**** SOURCE EXTRACT ****
The single most simple invention 2: TE-DEE
"The
single most simple invention" actually refers to that lengthy and often
mardy tangent I was involved in over at Chris Goode's blog, the one I
threatened at some point to try and summarize, the one I printed out
yesterday that ran to more than fifty pages of A4, the one where Chris
writes about "trying to reinvent" theatre and I get shirty and counter
with "but it's the single most simple invention known to man" thinking
I'm quoting "Restaurant at the End of the Universe" only it turns out
I'm not, because the passage I was actually thinking of goes like this:
""What about this wheel thingy? It sounds a terribly interesting project."
"Ah," said the marketing girl, "Well, we're having a little difficulty there."
"Difficulty?"
excalimed Ford? "Difficulty? What do you mean, difficulty? It's the
single simplest machine in the entire Universe!"
"Alright, Mr Wiseguy, you're so clever, you tell us what colour it should be."
...
****
__STATED PROBLEM A__
In the blog post above about "the single most simple invention," how long was the printout of the blog discussion?
__STATED PROBLEM B__
Shorten the paragraph of the blog post that begins "'The single most simple invention' actually refers to", keeping its main facts.
**** DATA SEGMENT ****
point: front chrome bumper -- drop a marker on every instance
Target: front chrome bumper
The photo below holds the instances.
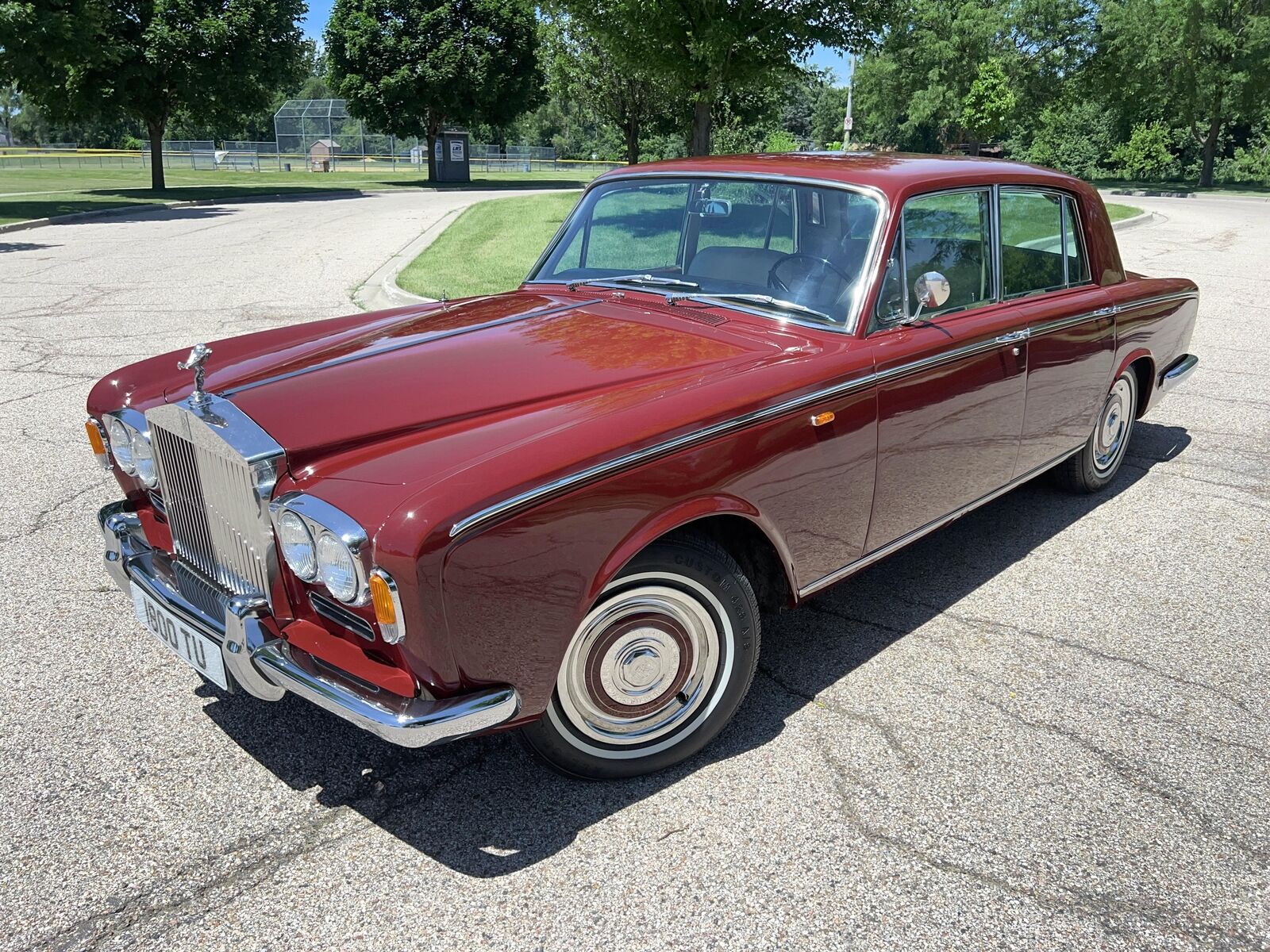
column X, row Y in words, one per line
****
__RIGHT ANSWER A__
It ran to more than fifty pages of A4.

__RIGHT ANSWER B__
The phrase "the single most simple invention" refers to a long, often grumpy side argument on Chris Goode's blog. I once threatened to summarize it, and when I printed it out yesterday it ran to more than fifty pages of A4. In it, Chris writes about "trying to reinvent" theatre, and I get shirty and reply that it's "the single most simple invention known to man." I thought I was quoting "Restaurant at the End of the Universe," but I wasn't, because the passage I actually had in mind goes differently.